TEXTABSCHNITT:
Die Autoren
Frank-Rainer Schurich, Jahrgang 1947, lehrte als ordentlicher Professor für Kriminalistik an der Humboldt-Universität zu Berlin; seit 1994 ist er freier Autor. Um die Verbindung zur Praxis nicht zu verlieren, arbeitete er regelmäßig bei der Berliner Kripo. Er legte zahlreiche Publikationen vor, darunter "Mein Name ist Hase", " Kuriositätenlexikon der Kriminalgeschichte" und "Die Tote von Wandlitz".
Michael Stricker ist Diplom-Kriminologe, mehr konnte ich leider nicht finden.
Klappentext
Der Wald ist stets die Heimstatt seines mörderischen Treibens. Der reisende Uhrmacher Adolf Seefeld ist von eher unauffälliger Erscheinung. Ein Hausierer, wie es zur Zeit der Weimarer Republik und des nachfolgend aufflammenden Nationalsozialismus viele gibt. Er besitzt jedoch die Gabe, Jungen im Kindesalter für sich zu vereinnahmen. Sie schenken ihm schnell ihr Vertrauen, nennen ihn liebevoll Onkel Tick-Tack, und schon bald geht in Schwerin die Angst um.
Dem Schweriner Staatsanwalt Beusch fällt eine Häufung ungeklärter Vermisstenfälle und aufgefundener Kindesleichen ohne erkennbare Gewalteinwirkung auf: Rostock, Wittenberge, Ludwigslust, Lübeck. Er nimmt Kontakt mit Berlin auf - auch hier ähnliche Fälle in Oranienburg, Brandenburg, Potsdam und Neuruppin. Steckt hinter den "natürlichen Todesfällen" möglicherweise eine Mordserie?

AUFGABENSTELLUNG 1:
Gib aus dem Textabschnitt den Wortlaut wieder, beginnend mit „Michael Stricker ist“ und weiter bis einschließlich „die Angst um.“.
AUFGABENSTELLUNG 2:
Fasse den Textabschnitt in zwei Sätzen zusammen.
AUFGABENSTELLUNG 3:
Welchen Namen geben die Jungen dem Uhrmacher Adolf Seefeld laut Textabschnitt?

GEZEIGTES MATERIAL:

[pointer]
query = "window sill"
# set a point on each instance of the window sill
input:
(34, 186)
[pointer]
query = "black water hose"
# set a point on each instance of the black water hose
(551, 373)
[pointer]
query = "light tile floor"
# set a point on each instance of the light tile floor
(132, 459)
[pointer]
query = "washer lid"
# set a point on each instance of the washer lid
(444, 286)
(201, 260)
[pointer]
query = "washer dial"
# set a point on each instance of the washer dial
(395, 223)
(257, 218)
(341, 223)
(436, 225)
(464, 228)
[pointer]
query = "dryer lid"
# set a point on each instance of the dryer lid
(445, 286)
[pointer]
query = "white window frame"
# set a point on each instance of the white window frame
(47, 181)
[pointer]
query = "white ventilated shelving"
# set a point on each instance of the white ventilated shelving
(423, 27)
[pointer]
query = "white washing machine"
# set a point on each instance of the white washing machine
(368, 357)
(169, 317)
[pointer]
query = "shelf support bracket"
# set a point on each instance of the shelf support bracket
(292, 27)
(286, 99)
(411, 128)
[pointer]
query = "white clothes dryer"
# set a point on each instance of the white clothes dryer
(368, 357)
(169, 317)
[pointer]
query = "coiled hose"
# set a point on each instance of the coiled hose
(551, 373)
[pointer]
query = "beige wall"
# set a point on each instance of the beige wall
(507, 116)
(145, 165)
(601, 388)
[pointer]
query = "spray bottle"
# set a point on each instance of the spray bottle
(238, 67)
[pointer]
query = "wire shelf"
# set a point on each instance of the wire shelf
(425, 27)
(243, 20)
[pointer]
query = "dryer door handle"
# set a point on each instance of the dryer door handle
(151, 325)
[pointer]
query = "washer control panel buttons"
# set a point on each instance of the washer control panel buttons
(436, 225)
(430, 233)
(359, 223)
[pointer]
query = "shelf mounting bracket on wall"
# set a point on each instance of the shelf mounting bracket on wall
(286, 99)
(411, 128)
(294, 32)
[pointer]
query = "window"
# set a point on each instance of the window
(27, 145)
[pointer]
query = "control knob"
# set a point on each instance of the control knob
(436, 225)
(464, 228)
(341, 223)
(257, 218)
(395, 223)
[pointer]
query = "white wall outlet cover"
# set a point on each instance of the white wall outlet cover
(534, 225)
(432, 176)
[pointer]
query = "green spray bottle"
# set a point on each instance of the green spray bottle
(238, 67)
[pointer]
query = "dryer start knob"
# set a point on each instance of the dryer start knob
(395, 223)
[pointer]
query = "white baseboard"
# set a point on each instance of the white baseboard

AUSGABE 1:
Michael Stricker ist Diplom-Kriminologe, mehr konnte ich leider nicht finden.
Klappentext
Der Wald ist stets die Heimstatt seines mörderischen Treibens. Der reisende Uhrmacher Adolf Seefeld ist von eher unauffälliger Erscheinung. Ein Hausierer, wie es zur Zeit der Weimarer Republik und des nachfolgend aufflammenden Nationalsozialismus viele gibt. Er besitzt jedoch die Gabe, Jungen im Kindesalter für sich zu vereinnahmen. Sie schenken ihm schnell ihr Vertrauen, nennen ihn liebevoll Onkel Tick-Tack, und schon bald geht in Schwerin die Angst um.

AUSGABE 2:
Der Textabschnitt stellt die Autoren vor: Frank-Rainer Schurich, der als ordentlicher Professor für Kriminalistik an der Humboldt-Universität zu Berlin lehrte und seit 1994 freier Autor ist, sowie den Diplom-Kriminologen Michael Stricker. Der Klappentext handelt vom reisenden Uhrmacher Adolf Seefeld, den Jungen „Onkel Tick-Tack“ nennen, und vom Schweriner Staatsanwalt Beusch, dem eine Häufung ungeklärter Vermisstenfälle und aufgefundener Kindesleichen ohne erkennbare Gewalteinwirkung auffällt.

AUSGABE 3:
Onkel Tick-Tack.